The task
Please reproduce, word for word, the stretch of the passage about religious belief from "You raise good" through "our mutual friend.".

-------- Text passage --------

You raise good points. I definitely do not think that religious people, including LDS, are all "delusional." (Some certainly are; to wit, Brian David Mitchell or Dan Lafferty). I have read a number of books regarding spiritual experiences and religious conversions since I first began studying the subject in college more than twenty years ago. I think my wide-ranging personal study of the phenomonon of religious conviction gives me a perspective that most people (whether in the DAMU or among the more devout members of the church) do not share. I am currently reading a book called "The 'God' Part of the Brain" that is providing me with much food for thought. I might recommend it to our mutual friend.

As for whether one ought to continue friendships with those who have called you "delusional," I would say that it depends. Such a statement may indicate a total lack of respect for you as a person, in which case I'd say you have no reason to continue to associate with the person. Or, the statement might just be an example of someone using hyperbole and heated rhetoric in a moment of passion. I have had friends in the past with whom I have disagreed vehemently on, say, politics. Sometimes we would engage in heated rhetoric, but we always knew that we respected each other even if we disagreed. I think that's the key.

Jonathan Blake

Regarding the missionaries having converts bear testimony, I personally never asked someone to lie, but it is common practice to have new converts bear their testimony. This serves to strengthen their new beliefs because they verbally identify themselves with those beliefs in public. They may feel some peer pressure to go beyond what they actually believe. "Everyone else seems to know that Joseph Smith is a prophet. How will it look if I don't say that too?" The more we say that we know something to be true, the more we believe that we actually know: the "saying is believing" principle.

-------- Record extracts --------

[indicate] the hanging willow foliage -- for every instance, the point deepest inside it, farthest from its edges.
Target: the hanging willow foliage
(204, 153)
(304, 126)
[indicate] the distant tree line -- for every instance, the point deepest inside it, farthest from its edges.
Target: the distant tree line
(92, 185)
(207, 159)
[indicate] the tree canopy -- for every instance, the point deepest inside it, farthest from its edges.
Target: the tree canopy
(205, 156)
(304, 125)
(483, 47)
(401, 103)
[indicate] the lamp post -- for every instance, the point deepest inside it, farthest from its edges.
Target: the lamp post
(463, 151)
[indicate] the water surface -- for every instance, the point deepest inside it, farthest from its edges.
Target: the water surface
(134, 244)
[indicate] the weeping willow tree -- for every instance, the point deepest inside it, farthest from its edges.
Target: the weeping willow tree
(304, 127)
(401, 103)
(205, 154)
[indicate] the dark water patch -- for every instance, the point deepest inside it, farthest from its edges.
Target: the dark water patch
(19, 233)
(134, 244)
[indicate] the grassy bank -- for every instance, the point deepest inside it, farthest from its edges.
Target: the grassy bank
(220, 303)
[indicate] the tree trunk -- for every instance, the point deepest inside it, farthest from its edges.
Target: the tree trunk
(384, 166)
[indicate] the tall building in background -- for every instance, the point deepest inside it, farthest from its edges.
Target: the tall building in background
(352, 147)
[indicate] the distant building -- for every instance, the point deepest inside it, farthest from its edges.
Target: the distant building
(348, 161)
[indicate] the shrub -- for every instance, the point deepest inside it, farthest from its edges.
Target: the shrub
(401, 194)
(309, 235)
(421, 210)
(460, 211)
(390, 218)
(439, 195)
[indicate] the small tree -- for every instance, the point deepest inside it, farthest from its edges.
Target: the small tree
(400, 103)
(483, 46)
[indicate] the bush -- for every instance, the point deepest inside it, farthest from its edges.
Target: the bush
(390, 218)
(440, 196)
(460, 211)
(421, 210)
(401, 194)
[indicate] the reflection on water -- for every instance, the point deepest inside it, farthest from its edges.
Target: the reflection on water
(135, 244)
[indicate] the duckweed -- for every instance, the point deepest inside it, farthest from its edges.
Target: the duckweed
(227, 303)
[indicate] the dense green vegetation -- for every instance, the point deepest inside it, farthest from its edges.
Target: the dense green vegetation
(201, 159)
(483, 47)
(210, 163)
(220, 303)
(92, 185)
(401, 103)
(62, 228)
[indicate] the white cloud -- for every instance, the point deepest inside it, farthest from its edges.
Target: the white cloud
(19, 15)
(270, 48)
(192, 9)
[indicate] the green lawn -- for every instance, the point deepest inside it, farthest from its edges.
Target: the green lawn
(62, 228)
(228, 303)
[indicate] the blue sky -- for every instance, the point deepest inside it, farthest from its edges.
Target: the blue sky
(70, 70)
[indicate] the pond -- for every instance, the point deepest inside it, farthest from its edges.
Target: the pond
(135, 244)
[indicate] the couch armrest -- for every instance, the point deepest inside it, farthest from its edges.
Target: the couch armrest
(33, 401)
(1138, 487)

--------

Answer to the exercise
You raise good points. I definitely do not think that religious people, including LDS, are all "delusional." (Some certainly are; to wit, Brian David Mitchell or Dan Lafferty). I have read a number of books regarding spiritual experiences and religious conversions since I first began studying the subject in college more than twenty years ago. I think my wide-ranging personal study of the phenomonon of religious conviction gives me a perspective that most people (whether in the DAMU or among the more devout members of the church) do not share. I am currently reading a book called "The 'God' Part of the Brain" that is providing me with much food for thought. I might recommend it to our mutual friend.